=== Section Start ===

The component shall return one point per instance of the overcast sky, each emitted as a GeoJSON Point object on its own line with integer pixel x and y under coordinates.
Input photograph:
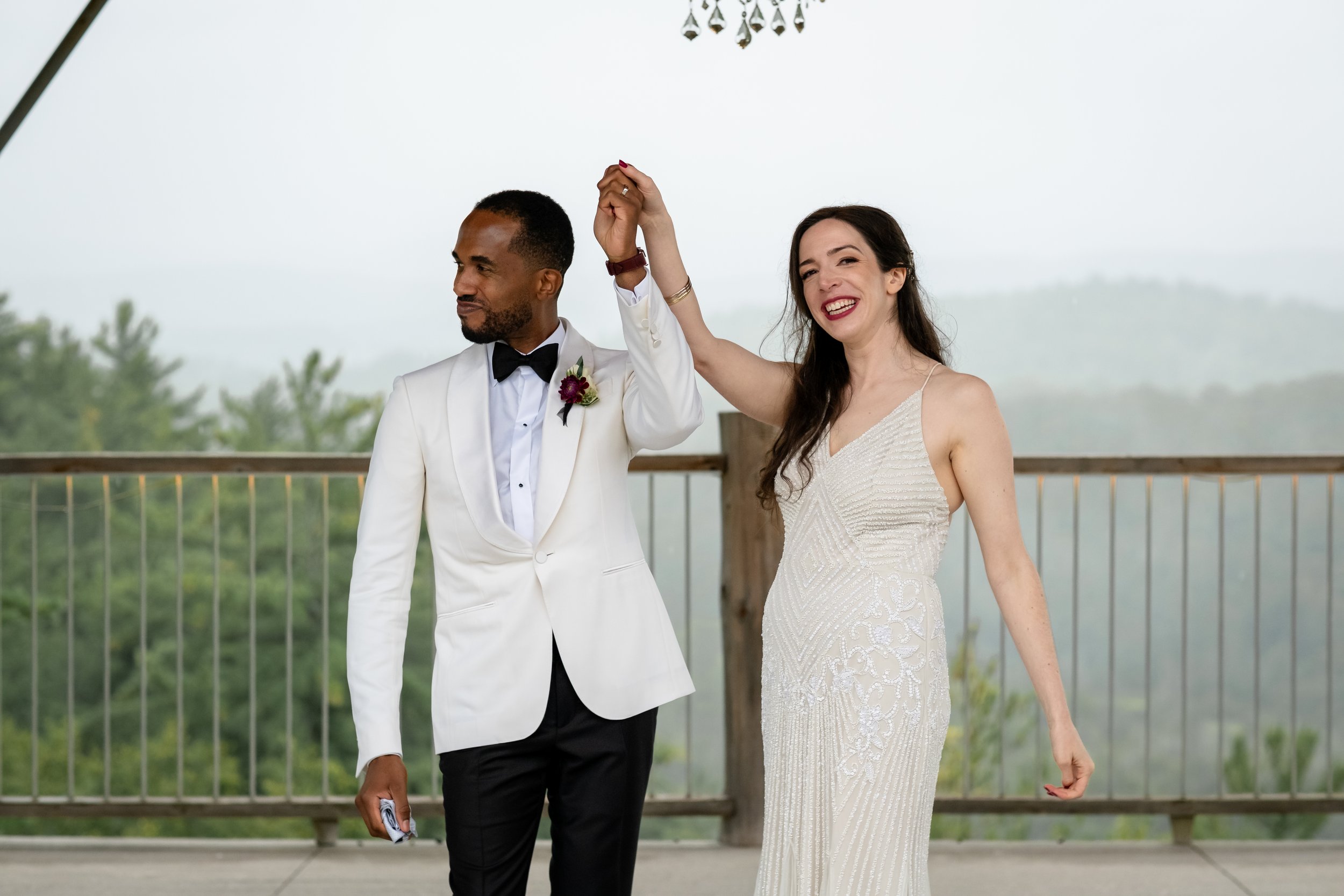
{"type": "Point", "coordinates": [268, 176]}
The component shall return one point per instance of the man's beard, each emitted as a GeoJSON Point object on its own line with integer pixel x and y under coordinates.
{"type": "Point", "coordinates": [501, 326]}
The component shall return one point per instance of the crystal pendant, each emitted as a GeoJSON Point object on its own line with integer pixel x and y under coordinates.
{"type": "Point", "coordinates": [691, 28]}
{"type": "Point", "coordinates": [757, 19]}
{"type": "Point", "coordinates": [717, 19]}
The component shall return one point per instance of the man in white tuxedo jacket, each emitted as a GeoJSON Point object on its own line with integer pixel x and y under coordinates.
{"type": "Point", "coordinates": [553, 645]}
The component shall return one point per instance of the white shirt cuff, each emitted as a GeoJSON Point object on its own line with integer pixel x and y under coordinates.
{"type": "Point", "coordinates": [641, 291]}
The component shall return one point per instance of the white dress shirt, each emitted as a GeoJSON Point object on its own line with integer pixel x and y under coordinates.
{"type": "Point", "coordinates": [517, 407]}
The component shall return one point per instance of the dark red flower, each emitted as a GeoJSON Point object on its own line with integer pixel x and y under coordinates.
{"type": "Point", "coordinates": [573, 389]}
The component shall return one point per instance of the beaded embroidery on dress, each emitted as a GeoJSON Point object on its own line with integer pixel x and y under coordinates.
{"type": "Point", "coordinates": [855, 701]}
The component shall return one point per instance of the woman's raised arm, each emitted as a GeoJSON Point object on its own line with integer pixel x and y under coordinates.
{"type": "Point", "coordinates": [753, 385]}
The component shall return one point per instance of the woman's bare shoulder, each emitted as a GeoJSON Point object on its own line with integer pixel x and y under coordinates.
{"type": "Point", "coordinates": [961, 391]}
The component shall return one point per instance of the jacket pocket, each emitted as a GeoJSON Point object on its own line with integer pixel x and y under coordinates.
{"type": "Point", "coordinates": [624, 566]}
{"type": "Point", "coordinates": [457, 613]}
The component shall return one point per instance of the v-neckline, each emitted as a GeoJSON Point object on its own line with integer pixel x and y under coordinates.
{"type": "Point", "coordinates": [862, 436]}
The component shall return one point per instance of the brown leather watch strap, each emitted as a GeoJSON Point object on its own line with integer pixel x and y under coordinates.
{"type": "Point", "coordinates": [630, 264]}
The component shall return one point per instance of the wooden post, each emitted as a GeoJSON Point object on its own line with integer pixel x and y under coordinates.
{"type": "Point", "coordinates": [1183, 830]}
{"type": "Point", "coordinates": [753, 542]}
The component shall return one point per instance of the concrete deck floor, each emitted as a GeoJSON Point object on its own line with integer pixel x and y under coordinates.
{"type": "Point", "coordinates": [77, 867]}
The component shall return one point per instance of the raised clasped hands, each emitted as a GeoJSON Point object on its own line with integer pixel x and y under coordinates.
{"type": "Point", "coordinates": [619, 206]}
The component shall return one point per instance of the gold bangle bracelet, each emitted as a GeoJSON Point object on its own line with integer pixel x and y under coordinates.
{"type": "Point", "coordinates": [682, 293]}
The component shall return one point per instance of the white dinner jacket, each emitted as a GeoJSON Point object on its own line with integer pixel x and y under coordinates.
{"type": "Point", "coordinates": [499, 598]}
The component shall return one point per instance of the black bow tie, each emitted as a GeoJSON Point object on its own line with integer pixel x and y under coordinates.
{"type": "Point", "coordinates": [507, 359]}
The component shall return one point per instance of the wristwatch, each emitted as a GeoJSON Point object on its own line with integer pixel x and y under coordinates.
{"type": "Point", "coordinates": [630, 264]}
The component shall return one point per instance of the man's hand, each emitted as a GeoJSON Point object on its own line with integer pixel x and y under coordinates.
{"type": "Point", "coordinates": [654, 211]}
{"type": "Point", "coordinates": [383, 779]}
{"type": "Point", "coordinates": [617, 221]}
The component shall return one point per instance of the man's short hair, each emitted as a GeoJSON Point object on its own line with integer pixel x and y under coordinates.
{"type": "Point", "coordinates": [545, 237]}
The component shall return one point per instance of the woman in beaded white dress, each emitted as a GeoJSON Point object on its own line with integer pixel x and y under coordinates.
{"type": "Point", "coordinates": [880, 442]}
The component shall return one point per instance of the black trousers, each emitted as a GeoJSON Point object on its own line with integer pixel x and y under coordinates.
{"type": "Point", "coordinates": [596, 773]}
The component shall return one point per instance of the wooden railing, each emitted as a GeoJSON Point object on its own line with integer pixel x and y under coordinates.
{"type": "Point", "coordinates": [752, 546]}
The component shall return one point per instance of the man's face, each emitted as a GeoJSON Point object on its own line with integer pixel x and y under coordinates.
{"type": "Point", "coordinates": [495, 286]}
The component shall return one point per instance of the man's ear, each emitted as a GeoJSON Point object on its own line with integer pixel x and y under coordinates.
{"type": "Point", "coordinates": [549, 283]}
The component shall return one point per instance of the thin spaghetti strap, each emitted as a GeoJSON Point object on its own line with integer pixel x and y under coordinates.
{"type": "Point", "coordinates": [936, 366]}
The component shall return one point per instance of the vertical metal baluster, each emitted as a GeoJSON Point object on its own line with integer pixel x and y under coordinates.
{"type": "Point", "coordinates": [1256, 652]}
{"type": "Point", "coordinates": [2, 640]}
{"type": "Point", "coordinates": [1222, 554]}
{"type": "Point", "coordinates": [327, 634]}
{"type": "Point", "coordinates": [1292, 653]}
{"type": "Point", "coordinates": [686, 575]}
{"type": "Point", "coordinates": [1111, 648]}
{"type": "Point", "coordinates": [106, 637]}
{"type": "Point", "coordinates": [1073, 671]}
{"type": "Point", "coordinates": [1329, 636]}
{"type": "Point", "coordinates": [33, 620]}
{"type": "Point", "coordinates": [1148, 633]}
{"type": "Point", "coordinates": [182, 725]}
{"type": "Point", "coordinates": [966, 644]}
{"type": "Point", "coordinates": [144, 645]}
{"type": "Point", "coordinates": [1184, 620]}
{"type": "Point", "coordinates": [70, 637]}
{"type": "Point", "coordinates": [289, 636]}
{"type": "Point", "coordinates": [1041, 529]}
{"type": "Point", "coordinates": [1003, 699]}
{"type": "Point", "coordinates": [252, 637]}
{"type": "Point", "coordinates": [214, 639]}
{"type": "Point", "coordinates": [652, 548]}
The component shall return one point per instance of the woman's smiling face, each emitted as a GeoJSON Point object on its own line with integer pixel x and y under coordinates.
{"type": "Point", "coordinates": [846, 289]}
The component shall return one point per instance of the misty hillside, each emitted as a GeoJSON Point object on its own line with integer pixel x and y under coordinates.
{"type": "Point", "coordinates": [1112, 335]}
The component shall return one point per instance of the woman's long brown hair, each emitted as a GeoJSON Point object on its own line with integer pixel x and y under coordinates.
{"type": "Point", "coordinates": [821, 372]}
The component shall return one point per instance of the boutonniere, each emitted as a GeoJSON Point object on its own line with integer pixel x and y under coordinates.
{"type": "Point", "coordinates": [576, 389]}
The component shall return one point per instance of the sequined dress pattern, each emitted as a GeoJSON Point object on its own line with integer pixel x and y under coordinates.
{"type": "Point", "coordinates": [855, 700]}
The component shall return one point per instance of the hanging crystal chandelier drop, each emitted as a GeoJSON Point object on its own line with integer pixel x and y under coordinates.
{"type": "Point", "coordinates": [753, 18]}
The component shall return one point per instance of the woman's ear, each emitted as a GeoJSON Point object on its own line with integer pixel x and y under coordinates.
{"type": "Point", "coordinates": [896, 280]}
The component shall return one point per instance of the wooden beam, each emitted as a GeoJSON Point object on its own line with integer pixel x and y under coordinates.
{"type": "Point", "coordinates": [268, 464]}
{"type": "Point", "coordinates": [30, 98]}
{"type": "Point", "coordinates": [285, 808]}
{"type": "Point", "coordinates": [278, 462]}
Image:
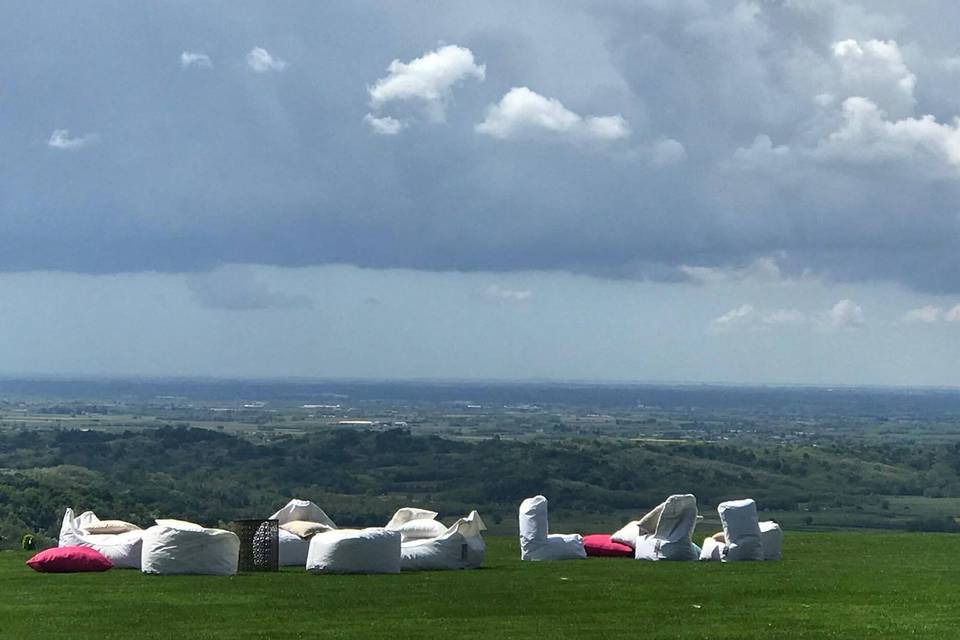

=== Section End ===

- Exercise aim
Leaving the pictures out, transcribe word for word the lines from the one with "The component shall return one point per instance of the hanging" to the end of the material above, inclusive, and nothing else.

- Solution to this exercise
The component shall return one point per instance of the hanging crystal chandelier drop, each emitted as a GeoJSON Point object on its own line with integer pixel x and y under coordinates.
{"type": "Point", "coordinates": [753, 18]}
The component shall return one point per instance of the woman's ear, each emitted as a GeoJSON Point object on its own line with integer pixel x and y under coordinates.
{"type": "Point", "coordinates": [896, 280]}
The component shall return one point per instance of the wooden beam, each emitted as a GeoJSON Point object on its own line with integer pixel x and y under coordinates.
{"type": "Point", "coordinates": [268, 464]}
{"type": "Point", "coordinates": [30, 98]}
{"type": "Point", "coordinates": [285, 808]}
{"type": "Point", "coordinates": [278, 462]}
Image:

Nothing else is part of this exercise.